**Extracted information**

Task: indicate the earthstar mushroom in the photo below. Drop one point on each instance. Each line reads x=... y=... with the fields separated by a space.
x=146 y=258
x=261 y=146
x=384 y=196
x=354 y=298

**Required action**
An exact transcript of all the records is the expected result.

**Exercise response**
Task: indicate the earthstar mushroom in the photo below. Drop one point on each instance. Each line reads x=... y=... with the fields separated by a space.
x=146 y=258
x=261 y=146
x=384 y=196
x=354 y=298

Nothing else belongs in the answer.